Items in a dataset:
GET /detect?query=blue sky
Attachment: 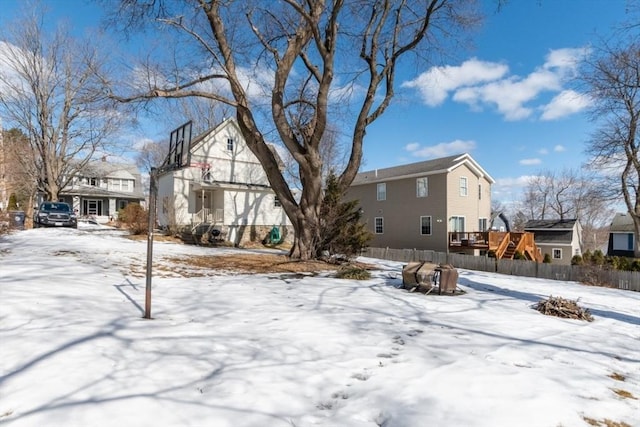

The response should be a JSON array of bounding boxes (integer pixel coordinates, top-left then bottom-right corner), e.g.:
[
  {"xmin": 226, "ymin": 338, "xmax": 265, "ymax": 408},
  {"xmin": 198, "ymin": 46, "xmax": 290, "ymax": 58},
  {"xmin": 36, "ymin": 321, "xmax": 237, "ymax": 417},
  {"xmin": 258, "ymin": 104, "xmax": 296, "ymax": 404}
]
[{"xmin": 0, "ymin": 0, "xmax": 630, "ymax": 207}]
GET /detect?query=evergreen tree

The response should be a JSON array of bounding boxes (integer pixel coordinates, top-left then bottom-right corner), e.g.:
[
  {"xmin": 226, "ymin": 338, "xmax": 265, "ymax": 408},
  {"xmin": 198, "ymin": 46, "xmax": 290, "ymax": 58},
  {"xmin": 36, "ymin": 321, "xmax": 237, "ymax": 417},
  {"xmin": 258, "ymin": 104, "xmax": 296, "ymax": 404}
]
[{"xmin": 317, "ymin": 173, "xmax": 373, "ymax": 257}]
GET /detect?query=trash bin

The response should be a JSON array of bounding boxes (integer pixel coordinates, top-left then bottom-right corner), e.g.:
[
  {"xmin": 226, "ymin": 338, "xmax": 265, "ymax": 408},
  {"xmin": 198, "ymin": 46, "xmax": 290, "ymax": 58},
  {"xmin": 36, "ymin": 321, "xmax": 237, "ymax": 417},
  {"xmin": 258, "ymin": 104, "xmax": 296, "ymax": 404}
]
[{"xmin": 8, "ymin": 211, "xmax": 26, "ymax": 230}]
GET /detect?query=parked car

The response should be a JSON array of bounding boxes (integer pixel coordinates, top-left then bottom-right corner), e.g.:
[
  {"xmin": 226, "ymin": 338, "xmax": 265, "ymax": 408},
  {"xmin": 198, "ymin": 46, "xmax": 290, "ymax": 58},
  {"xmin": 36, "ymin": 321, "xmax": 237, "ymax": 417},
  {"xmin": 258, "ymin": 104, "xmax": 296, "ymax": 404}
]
[{"xmin": 33, "ymin": 202, "xmax": 78, "ymax": 228}]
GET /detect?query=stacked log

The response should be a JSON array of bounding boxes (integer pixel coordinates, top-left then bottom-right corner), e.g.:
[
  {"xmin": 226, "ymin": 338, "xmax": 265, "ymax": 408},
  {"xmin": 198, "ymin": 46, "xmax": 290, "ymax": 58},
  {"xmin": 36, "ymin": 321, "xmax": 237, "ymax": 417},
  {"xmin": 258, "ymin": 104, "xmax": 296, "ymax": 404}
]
[{"xmin": 535, "ymin": 296, "xmax": 593, "ymax": 322}]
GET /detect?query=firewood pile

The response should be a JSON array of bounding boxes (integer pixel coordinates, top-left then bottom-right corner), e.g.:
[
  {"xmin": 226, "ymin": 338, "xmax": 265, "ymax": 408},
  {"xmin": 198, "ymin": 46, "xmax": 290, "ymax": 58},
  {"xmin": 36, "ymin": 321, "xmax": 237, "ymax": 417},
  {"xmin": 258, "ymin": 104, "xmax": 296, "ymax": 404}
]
[{"xmin": 535, "ymin": 296, "xmax": 593, "ymax": 322}]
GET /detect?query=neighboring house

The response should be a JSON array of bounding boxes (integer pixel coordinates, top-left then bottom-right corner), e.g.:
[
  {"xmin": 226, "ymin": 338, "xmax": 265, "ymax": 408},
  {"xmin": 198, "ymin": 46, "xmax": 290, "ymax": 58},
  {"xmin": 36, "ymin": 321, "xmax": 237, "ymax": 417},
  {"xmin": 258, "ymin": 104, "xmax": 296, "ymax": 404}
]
[
  {"xmin": 345, "ymin": 153, "xmax": 495, "ymax": 253},
  {"xmin": 59, "ymin": 157, "xmax": 145, "ymax": 223},
  {"xmin": 524, "ymin": 219, "xmax": 582, "ymax": 265},
  {"xmin": 607, "ymin": 213, "xmax": 635, "ymax": 258},
  {"xmin": 158, "ymin": 118, "xmax": 293, "ymax": 245}
]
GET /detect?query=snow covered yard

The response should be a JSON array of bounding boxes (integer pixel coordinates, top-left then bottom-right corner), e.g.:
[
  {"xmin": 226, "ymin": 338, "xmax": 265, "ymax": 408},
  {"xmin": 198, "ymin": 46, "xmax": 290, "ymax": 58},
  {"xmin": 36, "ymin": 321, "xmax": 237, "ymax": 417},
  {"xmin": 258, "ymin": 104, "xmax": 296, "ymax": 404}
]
[{"xmin": 0, "ymin": 228, "xmax": 640, "ymax": 427}]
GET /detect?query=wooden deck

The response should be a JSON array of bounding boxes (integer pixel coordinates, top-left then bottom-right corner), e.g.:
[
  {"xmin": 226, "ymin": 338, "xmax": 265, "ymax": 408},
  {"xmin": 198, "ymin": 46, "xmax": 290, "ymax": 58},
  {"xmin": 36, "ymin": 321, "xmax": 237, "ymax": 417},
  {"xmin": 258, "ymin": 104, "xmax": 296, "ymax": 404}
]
[{"xmin": 449, "ymin": 231, "xmax": 542, "ymax": 262}]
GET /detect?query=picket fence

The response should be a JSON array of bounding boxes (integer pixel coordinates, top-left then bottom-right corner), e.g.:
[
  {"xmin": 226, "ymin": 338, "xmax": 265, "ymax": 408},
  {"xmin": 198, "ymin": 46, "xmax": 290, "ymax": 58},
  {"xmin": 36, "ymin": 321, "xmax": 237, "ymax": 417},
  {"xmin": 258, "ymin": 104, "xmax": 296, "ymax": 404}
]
[{"xmin": 362, "ymin": 248, "xmax": 640, "ymax": 292}]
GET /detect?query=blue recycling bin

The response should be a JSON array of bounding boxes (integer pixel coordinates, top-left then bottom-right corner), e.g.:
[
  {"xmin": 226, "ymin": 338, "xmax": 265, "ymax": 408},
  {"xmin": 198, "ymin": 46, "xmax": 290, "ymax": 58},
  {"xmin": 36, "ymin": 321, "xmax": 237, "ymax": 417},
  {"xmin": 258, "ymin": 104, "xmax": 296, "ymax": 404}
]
[{"xmin": 8, "ymin": 211, "xmax": 26, "ymax": 230}]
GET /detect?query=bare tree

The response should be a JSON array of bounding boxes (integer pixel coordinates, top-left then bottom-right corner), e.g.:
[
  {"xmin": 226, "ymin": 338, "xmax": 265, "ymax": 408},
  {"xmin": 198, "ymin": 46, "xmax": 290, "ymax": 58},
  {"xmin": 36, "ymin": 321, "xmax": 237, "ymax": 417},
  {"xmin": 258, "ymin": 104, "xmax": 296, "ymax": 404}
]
[
  {"xmin": 582, "ymin": 36, "xmax": 640, "ymax": 258},
  {"xmin": 522, "ymin": 169, "xmax": 614, "ymax": 250},
  {"xmin": 101, "ymin": 0, "xmax": 477, "ymax": 259},
  {"xmin": 0, "ymin": 4, "xmax": 122, "ymax": 200}
]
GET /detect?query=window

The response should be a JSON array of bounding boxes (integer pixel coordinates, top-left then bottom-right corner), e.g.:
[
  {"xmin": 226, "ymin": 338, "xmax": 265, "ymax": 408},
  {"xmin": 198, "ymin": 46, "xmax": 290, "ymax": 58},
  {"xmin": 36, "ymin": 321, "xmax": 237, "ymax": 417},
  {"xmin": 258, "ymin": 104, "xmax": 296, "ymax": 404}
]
[
  {"xmin": 460, "ymin": 176, "xmax": 469, "ymax": 197},
  {"xmin": 378, "ymin": 182, "xmax": 387, "ymax": 200},
  {"xmin": 420, "ymin": 216, "xmax": 431, "ymax": 236},
  {"xmin": 82, "ymin": 199, "xmax": 103, "ymax": 216},
  {"xmin": 375, "ymin": 217, "xmax": 384, "ymax": 234},
  {"xmin": 416, "ymin": 177, "xmax": 429, "ymax": 197},
  {"xmin": 449, "ymin": 216, "xmax": 464, "ymax": 232}
]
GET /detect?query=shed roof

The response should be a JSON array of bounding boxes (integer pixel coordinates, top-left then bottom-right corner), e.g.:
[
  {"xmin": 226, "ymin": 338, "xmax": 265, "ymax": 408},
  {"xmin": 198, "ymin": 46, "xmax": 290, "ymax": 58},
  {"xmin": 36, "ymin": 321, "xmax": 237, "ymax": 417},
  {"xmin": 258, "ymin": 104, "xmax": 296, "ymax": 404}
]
[
  {"xmin": 351, "ymin": 153, "xmax": 495, "ymax": 185},
  {"xmin": 609, "ymin": 213, "xmax": 634, "ymax": 233}
]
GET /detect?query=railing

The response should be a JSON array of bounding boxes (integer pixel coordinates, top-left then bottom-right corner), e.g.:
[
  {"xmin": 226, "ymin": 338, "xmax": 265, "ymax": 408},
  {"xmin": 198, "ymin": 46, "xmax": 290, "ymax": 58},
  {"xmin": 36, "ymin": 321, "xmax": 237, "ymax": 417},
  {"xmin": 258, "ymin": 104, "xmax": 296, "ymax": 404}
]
[
  {"xmin": 191, "ymin": 208, "xmax": 224, "ymax": 233},
  {"xmin": 449, "ymin": 231, "xmax": 542, "ymax": 262}
]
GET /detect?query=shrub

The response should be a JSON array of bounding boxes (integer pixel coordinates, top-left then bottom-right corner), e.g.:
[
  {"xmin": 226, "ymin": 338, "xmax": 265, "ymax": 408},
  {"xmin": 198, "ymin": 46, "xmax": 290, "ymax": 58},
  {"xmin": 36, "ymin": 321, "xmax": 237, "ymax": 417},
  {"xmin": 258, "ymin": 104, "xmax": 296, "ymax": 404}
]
[
  {"xmin": 336, "ymin": 265, "xmax": 371, "ymax": 280},
  {"xmin": 7, "ymin": 193, "xmax": 18, "ymax": 211},
  {"xmin": 591, "ymin": 249, "xmax": 605, "ymax": 265},
  {"xmin": 118, "ymin": 203, "xmax": 149, "ymax": 235},
  {"xmin": 571, "ymin": 255, "xmax": 584, "ymax": 265}
]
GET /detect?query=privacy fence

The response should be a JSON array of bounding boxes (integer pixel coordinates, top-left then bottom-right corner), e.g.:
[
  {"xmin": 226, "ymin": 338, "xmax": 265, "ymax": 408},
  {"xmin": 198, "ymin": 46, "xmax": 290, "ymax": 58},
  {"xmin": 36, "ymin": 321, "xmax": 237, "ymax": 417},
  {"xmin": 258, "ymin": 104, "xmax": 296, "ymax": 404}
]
[{"xmin": 362, "ymin": 248, "xmax": 640, "ymax": 292}]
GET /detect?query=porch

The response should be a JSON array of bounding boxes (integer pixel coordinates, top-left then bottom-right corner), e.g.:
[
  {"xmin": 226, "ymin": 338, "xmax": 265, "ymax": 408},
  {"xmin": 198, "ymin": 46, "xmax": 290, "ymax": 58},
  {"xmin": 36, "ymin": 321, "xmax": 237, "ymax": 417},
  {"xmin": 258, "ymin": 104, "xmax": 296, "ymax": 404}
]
[{"xmin": 448, "ymin": 231, "xmax": 542, "ymax": 262}]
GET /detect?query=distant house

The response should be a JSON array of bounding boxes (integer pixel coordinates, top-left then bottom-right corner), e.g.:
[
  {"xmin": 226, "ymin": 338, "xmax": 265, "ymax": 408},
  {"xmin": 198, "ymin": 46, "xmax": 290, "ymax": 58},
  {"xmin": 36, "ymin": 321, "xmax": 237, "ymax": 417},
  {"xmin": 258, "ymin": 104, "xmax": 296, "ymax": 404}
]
[
  {"xmin": 345, "ymin": 153, "xmax": 495, "ymax": 252},
  {"xmin": 607, "ymin": 213, "xmax": 635, "ymax": 258},
  {"xmin": 59, "ymin": 158, "xmax": 145, "ymax": 223},
  {"xmin": 524, "ymin": 219, "xmax": 582, "ymax": 265},
  {"xmin": 158, "ymin": 118, "xmax": 293, "ymax": 245}
]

TASK BRIEF:
Quote word for word everything from the line containing "GET /detect?query=distant house" down to the last line of the items.

SOLUTION TO THE EXERCISE:
GET /detect?query=distant house

The response should be a JSON array of bounding boxes (integer pixel coordinates, top-left then bottom-right corner), e.g.:
[
  {"xmin": 226, "ymin": 338, "xmax": 265, "ymax": 408},
  {"xmin": 198, "ymin": 46, "xmax": 290, "ymax": 58},
  {"xmin": 36, "ymin": 321, "xmax": 237, "ymax": 417},
  {"xmin": 258, "ymin": 104, "xmax": 296, "ymax": 404}
]
[
  {"xmin": 345, "ymin": 153, "xmax": 495, "ymax": 252},
  {"xmin": 607, "ymin": 213, "xmax": 635, "ymax": 258},
  {"xmin": 59, "ymin": 158, "xmax": 145, "ymax": 223},
  {"xmin": 524, "ymin": 219, "xmax": 582, "ymax": 265},
  {"xmin": 158, "ymin": 118, "xmax": 293, "ymax": 245}
]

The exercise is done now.